Begin Document passage

Boat Test Videos
Content courtesy ofThe stylish Regal 3300 has seating for up to 18 in the large bow and stern lounge areas, and also fits a compact overnight space and head below decks. Twin 380-hp engines pushed her to 58.5 mph in our tests.
Prices, features, designs, and equipment are subject to change. Please see your local dealer or visit the builder's website for the latest information available on this boat model.
The Regal 3300 is a versatile bowrider that serves as a day boat for entertaining a large group, a watersports platform, and because she has a head and a large berth below, she can even be a weekender.
The swim platform is the main boarding area and comes out 4’8” (1.42m) from the transom. There’s a single seat to port and then a three across seat with an articulating seatback to accommodate seating facing aft, cockpit seating, or with the back rest full down – creating a large sun pad. There’s storage underneath both and speakers are below adding to the enjoyment of the area.
LED lights can be selected at purchase to add relaxing atmosphere to a nighttime event. Two stereo speakers sit, aft-facing, along the transom, with the ship’s stereo’s remote control panel to starboard.
To port in the swim platform is a concealed reboarding ladder which faces the port side of the boat, thus getting as far away from the props as possible. Pull-up cleats eliminate the toe stub hazard. A hot and cold freshwater shower is just ahead. A stereo remote, engine hatch switch and cockpit lighting is just at the cockpit walkthrough.
A telescoping reboarding ladder sits under a small latched recessed into the port side of the platform.
Entering the cockpit through a passage, we discover a fold down step to aid guest board from a fixed dock. This is a useful detail and we’d like to see more builders add it.
The cockpit is large and has padded bolsters that include diamond patterned stitching and multiple tones that give the boat an upscale look. Seating wraps around from the stern to the port side. The corner seat is curved so that we can take full advantage of that space and have someone sit there. The double-wide companion seat also has a reversing seat back that allows this seat to be part of the cockpit action. In the aft functionality it makes a good spotters seat.
Storage and More Details. Beverage holders are in recessed bulwarks. There’s shallow wet storage for towels and bathing suits under the aft seat and the heat from the engine will dry these out quickly. More storage is under the side seating with the aft one housing the battery and main breakers, flagpole, and pedestal table in a dedicated location.
The forward facing companion seat the seat includes a flip-up bolster. Glove storage and a grab handle are ahead on the hatch to the head.
Refreshment Center. To starboard is a refreshment center with plenty of open Corian counter space for food prep or a buffet lunch. An optional grill can be added here. Trash is under a flush hatch. Just aft is a sink. Below is a switch that actuates the electric lift housing a 20” (51cm) TV. Beneath the counter is a refrigerator freezer next to enclosed storage. On our test boat we had -- around the side -- another refrigerated drawer.

End Document passage

▶ _Objective_:
Extend the Regal 3300 boat review, picking up right after its last sentence about the extra refrigerated drawer.

Begin Given information

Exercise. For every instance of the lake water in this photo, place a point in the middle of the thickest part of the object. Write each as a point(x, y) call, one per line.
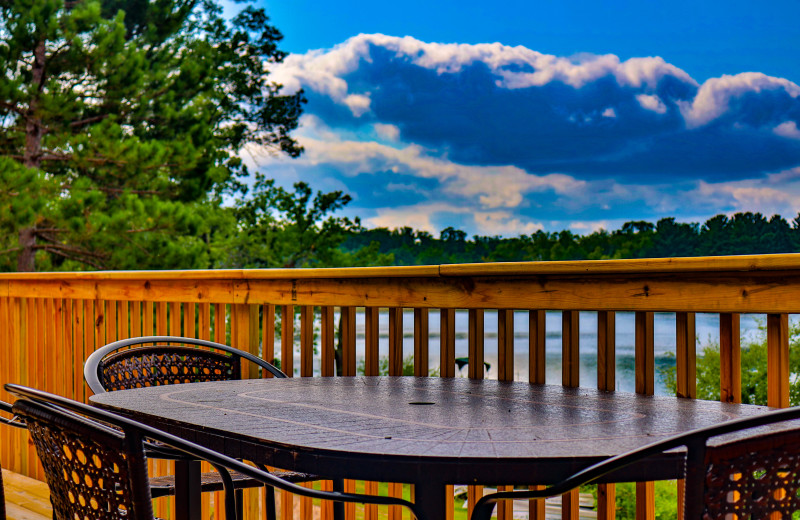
point(707, 328)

End Given information

▶ _Result of the task_:
Overhead is a tower that can provide shade with fore and aft Bimini tops, and supports an elevated tow-point for wakeboarding. This arch articulates down to aid passage under low bridges.
The helm console has “soft touch” vinyl upholstery with a 12” (30.5 cm) multi- function display housed in an aluminum panel. Just below is a recessed and beveled area to hold smaller items and drains are in the corners. Two stainless drink holders are to the sides. Below and to the left is the Fusion stereo. The steering wheel is mounted to a tilt base. To the right are the engine controls, trim tabs, joystick, and a switch panel.
A Change We’d Like to See. After testing the boat we found the placement of the control binnacle for the twin engines in an awkward position, requiring the operator to lean forward to reach the controls. We would like to see the switch panel moved to where the control binnacle is. Then the joystick moved back and the binnacle put there. In this way, the driver’s right hand will fall naturally to the controls and be more comfortable to reach.
Otherwise, the 3300’s helm is ergonomically designed, with a roadster-style steering wheel that features power-assisted steering and a dash wrapped in hand-stitched vinyl.
The windshield is framed in stainless steel and is curved. The helm seat is extra wide and has a flip-up bolster. The operator can reduce the bridge clearance by lowing the power tower and the driver can still remain comfortable at the helm with the tower in the lowered position. This also makes it convenient for rack storage.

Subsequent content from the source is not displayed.